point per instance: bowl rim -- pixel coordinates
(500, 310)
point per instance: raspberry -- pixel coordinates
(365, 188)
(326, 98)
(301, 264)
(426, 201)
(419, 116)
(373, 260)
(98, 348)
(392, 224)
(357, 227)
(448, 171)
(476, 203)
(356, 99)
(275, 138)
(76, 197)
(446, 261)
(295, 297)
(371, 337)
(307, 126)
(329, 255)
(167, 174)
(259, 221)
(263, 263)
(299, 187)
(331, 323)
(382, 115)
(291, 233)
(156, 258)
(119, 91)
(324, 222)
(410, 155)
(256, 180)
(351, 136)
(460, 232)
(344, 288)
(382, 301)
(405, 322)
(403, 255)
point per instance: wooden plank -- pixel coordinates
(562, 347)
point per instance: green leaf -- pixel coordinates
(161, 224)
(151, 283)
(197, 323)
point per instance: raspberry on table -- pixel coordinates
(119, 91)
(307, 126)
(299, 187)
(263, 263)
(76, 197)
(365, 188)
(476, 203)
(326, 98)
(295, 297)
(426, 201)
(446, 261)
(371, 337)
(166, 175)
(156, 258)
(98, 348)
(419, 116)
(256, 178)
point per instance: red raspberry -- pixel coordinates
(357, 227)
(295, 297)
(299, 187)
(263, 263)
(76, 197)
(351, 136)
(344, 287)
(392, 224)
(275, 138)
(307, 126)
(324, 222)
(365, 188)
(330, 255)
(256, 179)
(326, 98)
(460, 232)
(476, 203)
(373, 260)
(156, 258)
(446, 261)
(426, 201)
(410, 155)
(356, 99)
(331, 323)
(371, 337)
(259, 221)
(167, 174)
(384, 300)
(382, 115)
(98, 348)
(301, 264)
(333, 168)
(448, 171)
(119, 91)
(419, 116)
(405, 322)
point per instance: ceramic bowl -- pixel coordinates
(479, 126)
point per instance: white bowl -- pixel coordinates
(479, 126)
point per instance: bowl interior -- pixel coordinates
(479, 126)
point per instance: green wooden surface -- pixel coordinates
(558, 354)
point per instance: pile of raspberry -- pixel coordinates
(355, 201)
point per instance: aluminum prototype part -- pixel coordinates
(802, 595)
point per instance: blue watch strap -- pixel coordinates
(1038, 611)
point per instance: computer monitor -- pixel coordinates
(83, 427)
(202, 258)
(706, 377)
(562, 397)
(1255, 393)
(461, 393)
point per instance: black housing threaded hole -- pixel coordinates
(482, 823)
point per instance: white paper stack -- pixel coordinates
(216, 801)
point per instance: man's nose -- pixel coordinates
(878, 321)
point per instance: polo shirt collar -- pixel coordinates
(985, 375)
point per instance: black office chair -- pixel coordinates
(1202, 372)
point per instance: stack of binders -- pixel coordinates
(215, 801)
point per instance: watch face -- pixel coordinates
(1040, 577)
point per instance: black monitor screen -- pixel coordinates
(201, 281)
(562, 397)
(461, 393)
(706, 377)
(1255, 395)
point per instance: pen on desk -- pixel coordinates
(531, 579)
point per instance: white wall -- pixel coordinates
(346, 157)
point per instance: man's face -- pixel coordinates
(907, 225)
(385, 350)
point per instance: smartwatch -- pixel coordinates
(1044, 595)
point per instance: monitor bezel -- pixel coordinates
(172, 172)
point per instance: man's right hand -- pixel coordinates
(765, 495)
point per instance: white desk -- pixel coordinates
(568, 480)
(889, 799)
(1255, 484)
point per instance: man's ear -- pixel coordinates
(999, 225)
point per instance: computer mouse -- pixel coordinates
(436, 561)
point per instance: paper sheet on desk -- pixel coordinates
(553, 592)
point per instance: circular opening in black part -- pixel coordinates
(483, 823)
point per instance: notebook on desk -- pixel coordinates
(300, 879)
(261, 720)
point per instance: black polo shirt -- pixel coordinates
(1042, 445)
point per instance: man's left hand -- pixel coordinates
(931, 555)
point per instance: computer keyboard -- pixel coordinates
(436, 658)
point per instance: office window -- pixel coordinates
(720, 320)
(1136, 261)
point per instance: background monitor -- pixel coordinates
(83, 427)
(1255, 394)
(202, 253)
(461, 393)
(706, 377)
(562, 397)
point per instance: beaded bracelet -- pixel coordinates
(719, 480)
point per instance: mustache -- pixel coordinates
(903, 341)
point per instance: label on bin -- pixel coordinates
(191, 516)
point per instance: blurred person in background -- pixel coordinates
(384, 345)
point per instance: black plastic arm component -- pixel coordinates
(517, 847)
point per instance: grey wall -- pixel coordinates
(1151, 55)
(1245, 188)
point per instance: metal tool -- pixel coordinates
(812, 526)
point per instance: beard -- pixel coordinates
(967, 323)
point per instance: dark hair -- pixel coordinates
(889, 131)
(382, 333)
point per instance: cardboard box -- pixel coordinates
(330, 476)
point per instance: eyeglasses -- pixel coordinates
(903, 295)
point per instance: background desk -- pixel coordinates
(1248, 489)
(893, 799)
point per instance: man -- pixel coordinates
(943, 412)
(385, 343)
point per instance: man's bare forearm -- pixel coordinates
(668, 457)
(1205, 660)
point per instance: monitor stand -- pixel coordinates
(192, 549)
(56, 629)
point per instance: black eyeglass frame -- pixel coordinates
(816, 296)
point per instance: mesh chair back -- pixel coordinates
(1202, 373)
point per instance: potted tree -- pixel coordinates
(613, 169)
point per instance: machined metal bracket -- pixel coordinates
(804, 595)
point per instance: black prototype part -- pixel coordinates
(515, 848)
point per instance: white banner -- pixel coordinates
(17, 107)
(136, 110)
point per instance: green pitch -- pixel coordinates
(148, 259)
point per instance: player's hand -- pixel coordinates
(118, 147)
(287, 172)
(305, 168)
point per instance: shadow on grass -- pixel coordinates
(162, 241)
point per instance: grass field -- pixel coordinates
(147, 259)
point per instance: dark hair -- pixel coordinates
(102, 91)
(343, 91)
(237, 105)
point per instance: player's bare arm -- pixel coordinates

^^^^^^^^^^^^^^^^

• [Work instructions]: Reproduce the whole of the records exactly, so that no line differs from the source above.

• [Your solution]:
point per instance: bowl rim -- pixel coordinates
(500, 310)
point per instance: raspberry -- pixel coordinates
(365, 188)
(326, 98)
(301, 264)
(426, 201)
(419, 116)
(373, 260)
(98, 348)
(392, 224)
(357, 227)
(448, 171)
(476, 203)
(356, 99)
(275, 138)
(76, 197)
(446, 261)
(295, 297)
(371, 337)
(307, 126)
(329, 255)
(167, 174)
(259, 221)
(263, 263)
(299, 187)
(331, 323)
(382, 115)
(291, 233)
(156, 258)
(119, 91)
(324, 222)
(410, 155)
(256, 180)
(351, 136)
(460, 232)
(344, 288)
(382, 301)
(405, 322)
(403, 255)
point per instance: wooden plank -- pixel coordinates
(562, 347)
point per instance: green leaf -- pixel coordinates
(161, 224)
(151, 283)
(197, 323)
point per instance: raspberry on table -- pixel coordinates
(119, 91)
(307, 126)
(299, 187)
(263, 263)
(76, 197)
(365, 188)
(476, 203)
(326, 98)
(295, 297)
(426, 201)
(446, 261)
(371, 337)
(166, 175)
(156, 258)
(98, 348)
(419, 116)
(256, 178)
point per instance: red raspberry -- pixel coordinates
(357, 227)
(295, 297)
(299, 187)
(263, 263)
(76, 197)
(351, 136)
(344, 287)
(392, 224)
(275, 138)
(307, 126)
(324, 222)
(365, 188)
(330, 255)
(256, 179)
(326, 98)
(460, 232)
(476, 203)
(373, 260)
(156, 258)
(446, 261)
(426, 201)
(410, 155)
(356, 99)
(331, 323)
(371, 337)
(259, 221)
(167, 174)
(384, 300)
(382, 115)
(98, 348)
(301, 264)
(333, 168)
(448, 171)
(119, 91)
(419, 116)
(405, 322)
point per instance: ceramic bowl -- pixel coordinates
(479, 126)
point per instance: white bowl -- pixel coordinates
(479, 126)
point per instance: bowl interior -- pixel coordinates
(479, 126)
point per instance: green wooden surface -- pixel coordinates
(558, 354)
point per instance: pile of raspberry -- pixel coordinates
(355, 201)
point per instance: aluminum prototype part -- pixel coordinates
(802, 595)
point per instance: blue watch strap -- pixel coordinates
(1038, 611)
point per instance: computer monitor -- pixel coordinates
(83, 427)
(202, 258)
(706, 377)
(562, 397)
(1255, 393)
(461, 393)
point per instance: black housing threaded hole -- pixel coordinates
(482, 823)
point per instance: white paper stack -- pixel coordinates
(216, 801)
point per instance: man's nose -- pixel coordinates
(878, 321)
point per instance: polo shirt collar -- pixel coordinates
(985, 375)
point per instance: black office chair -- pixel coordinates
(1202, 372)
point per instance: stack of binders -- pixel coordinates
(215, 801)
point per instance: watch face -- pixel coordinates
(1040, 577)
point per instance: black monitor screen -- pixel coordinates
(201, 281)
(562, 397)
(461, 393)
(706, 377)
(1255, 395)
point per instance: pen on desk -- pixel coordinates
(531, 579)
point per instance: white wall -- pixel coordinates
(346, 157)
point per instance: man's face -- pixel coordinates
(907, 225)
(385, 350)
point per instance: smartwatch -- pixel coordinates
(1044, 595)
point per instance: monitor bezel -- pixel coordinates
(172, 172)
point per instance: man's right hand -- pixel coordinates
(765, 495)
point per instance: white desk -- pixel coordinates
(568, 480)
(889, 799)
(1255, 484)
point per instance: man's ear -- pixel coordinates
(999, 225)
point per instance: computer mouse -- pixel coordinates
(436, 561)
point per instance: paper sheet on desk -- pixel coordinates
(553, 592)
point per instance: circular opening in black part -- pixel coordinates
(483, 823)
point per instance: notebook on desk -- pixel coordinates
(300, 879)
(261, 720)
point per instance: black polo shirt -- pixel coordinates
(1042, 445)
point per instance: man's left hand -- pixel coordinates
(931, 555)
point per instance: computer keyboard -- pixel coordinates
(436, 658)
point per instance: office window -- pixel coordinates
(720, 320)
(1136, 261)
point per instance: background monitor -- pixel coordinates
(83, 427)
(1255, 394)
(202, 253)
(461, 393)
(706, 377)
(562, 397)
point per instance: beaded bracelet -- pixel coordinates
(719, 480)
point per instance: mustache -- pixel coordinates
(903, 341)
point per instance: label on bin -- pixel coordinates
(191, 516)
point per instance: blurred person in background -- pixel coordinates
(384, 345)
point per instance: black plastic arm component -- pixel coordinates
(517, 847)
point per instance: grey wall -- pixel coordinates
(1151, 55)
(1245, 188)
point per instance: metal tool -- pixel coordinates
(812, 526)
point per instance: beard -- pixel coordinates
(967, 323)
point per instance: dark hair -- pixel coordinates
(889, 131)
(382, 333)
point per instance: cardboard box -- pixel coordinates
(330, 476)
point per instance: eyeglasses -- pixel coordinates
(903, 295)
point per instance: background desk -- pixel coordinates
(1248, 489)
(893, 799)
point per instance: man -- pixel coordinates
(943, 412)
(385, 343)
point per instance: man's bare forearm -- pixel coordinates
(668, 457)
(1205, 660)
point per instance: monitor stand -- pixel coordinates
(192, 549)
(56, 629)
point per instance: black eyeglass frame -- pixel coordinates
(816, 296)
point per instance: mesh chair back -- pixel coordinates
(1202, 373)
point per instance: potted tree -- pixel coordinates
(613, 169)
point per instance: machined metal bracket -- pixel coordinates
(804, 595)
point per instance: black prototype part -- pixel coordinates
(515, 848)
point per instance: white banner -- pixel coordinates
(17, 107)
(136, 110)
point per instance: green pitch -- pixel coordinates
(148, 259)
point per instance: player's hand -- pixel coordinates
(118, 147)
(287, 172)
(305, 168)
point per instance: shadow on grass -- pixel coordinates
(162, 241)
point per instance: grass field -- pixel coordinates
(147, 259)
point per instance: dark hair -- pixel coordinates
(102, 91)
(343, 91)
(237, 105)
point per instance: player's bare arm -- pixel coordinates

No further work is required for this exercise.